Problems:
• A. In the piece on Istanbul's melancholy, where did the writer go to wait for the interview with the former prime minister?
• B. Rewrite the piece on Istanbul's melancholy from "Erdogan’s opponents are" up to and including "to be used.", swapping "coup" for "uprising".

Passage provided:
+++

There is a specific word for the melancholy of Istanbul. The city is suffering a mighty bout of something like hüzün at the moment. 

Even at the worst of times Istanbul is a beautiful city, and the Bosphorus is a remarkable stretch of sea. Turks get very irritated if you call it a river. They are right. The Bosphorus has a life and energy that a river could never equal. Spend five minutes watching the Bosphorus and you can understand why Orhan Pamuk, Turkey’s Nobel laureate for literature, became fixated by it as he grew up, tracking the movements of the ocean-going vessels, the warships and the freighters as they steamed between Asia and Europe.

I went to an Ottoman palace on the Asian side of the Bosphorus, waiting to interview the former prime minister Ahmet Davu­toglu. He was pushed out of office two months ago by President Recep Tayyip Erdogan when he appeared to be too wedded to the clauses in the Turkish constitution which say that the prime minister is the head of government and the president is a ceremonial head of state. Erdogan was happy with that when he was prime minister. But now he’s president, he wants to change the constitution. If Erdogan can win the vote in parliament he will, in effect, be rubber-stamping the reality he has created since he became president. In the days since the attempted coup, no one has had any doubt about who is the power in the land.

 

City of melancholy

The view from the Ottoman palace was magnificent. Beneath a luscious, pine-shaded garden an oil tanker plied its way towards the Black Sea. Small ferries dodged across the sea lanes. It was not, I hasten to add, Davutoglu’s private residence. It had just been borrowed, for the backdrop. But it reminded a Turkish friend of something she had heard once from the AKP, Erdogan’s ruling party: that they would not rest until they were living in the apartments with balconies and gardens overlooking the Bosphorus that had always been the preserve of the secular elite they wanted to replace.

Pamuk also writes about hüzün, the melancholy that afflicts the citizens of Istanbul. It comes, he says, from the city’s history and its decline, the foghorns on the Bosphorus, from tumbledown walls that have been ruins since the fall of the Byzantine empire, unemployed men in tea houses, covered women waiting for buses that never come, pelting rain and dark evenings: the city’s whole fabric and all the lives within it. “My starting point,” Pamuk wrote, “was the emotion that a child might feel while looking through a steamy window.”

Istanbul is suffering a mighty bout of something like hüzün at the moment. In Pamuk’s work the citizens of Istanbul take a perverse pride in hüzün. No one in Istanbul, or elsewhere in Turkey, can draw comfort from what is happening now. Erdogan’s opponents wonder what kind of future they can have in his Turkey. I think I sensed it, too, in the triumphalist crowds of Erdogan supporters that have been gathering day after day since the coup was defeated.

 

Down with the generals

Erdogan’s opponents are not downcast because the coup failed; a big reason why it did was that it had no public support. Turks know way too much about the authoritarian ways of military rule to want it back. The melancholy is because Erdogan is using the coup to entrench himself even more deeply in power. The purge looks too far-reaching, too organised and too big to have been a quick reaction to the attempt on his power. Instead it seems to be a plan that was waiting to be used.

+++

Data section:

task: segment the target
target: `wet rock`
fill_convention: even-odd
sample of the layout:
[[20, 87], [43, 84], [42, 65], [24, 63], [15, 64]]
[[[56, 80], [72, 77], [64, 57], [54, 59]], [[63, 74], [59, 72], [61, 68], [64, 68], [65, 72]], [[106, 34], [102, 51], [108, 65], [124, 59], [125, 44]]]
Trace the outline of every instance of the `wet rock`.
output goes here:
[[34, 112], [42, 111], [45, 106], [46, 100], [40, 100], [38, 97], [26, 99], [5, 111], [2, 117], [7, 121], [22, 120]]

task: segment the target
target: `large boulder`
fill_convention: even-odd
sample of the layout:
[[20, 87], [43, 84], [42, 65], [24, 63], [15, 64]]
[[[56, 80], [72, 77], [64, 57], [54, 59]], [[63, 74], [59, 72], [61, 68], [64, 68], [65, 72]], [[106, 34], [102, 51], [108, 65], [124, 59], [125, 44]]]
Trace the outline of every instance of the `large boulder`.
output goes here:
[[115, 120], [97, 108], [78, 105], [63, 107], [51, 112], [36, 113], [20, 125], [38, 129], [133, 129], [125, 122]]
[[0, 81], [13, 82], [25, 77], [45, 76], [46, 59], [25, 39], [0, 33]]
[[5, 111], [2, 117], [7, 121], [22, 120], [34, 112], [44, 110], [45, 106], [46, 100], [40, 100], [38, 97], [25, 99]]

+++

Answers:
• A. An Ottoman palace on the Asian side of the Bosphorus.

• B.
Erdogan’s opponents are not downcast because the uprising failed; a big reason why it did was that it had no public support. Turks know way too much about the authoritarian ways of military rule to want it back. The melancholy is because Erdogan is using the uprising to entrench himself even more deeply in power. The purge looks too far-reaching, too organised and too big to have been a quick reaction to the attempt on his power. Instead it seems to be a plan that was waiting to be used.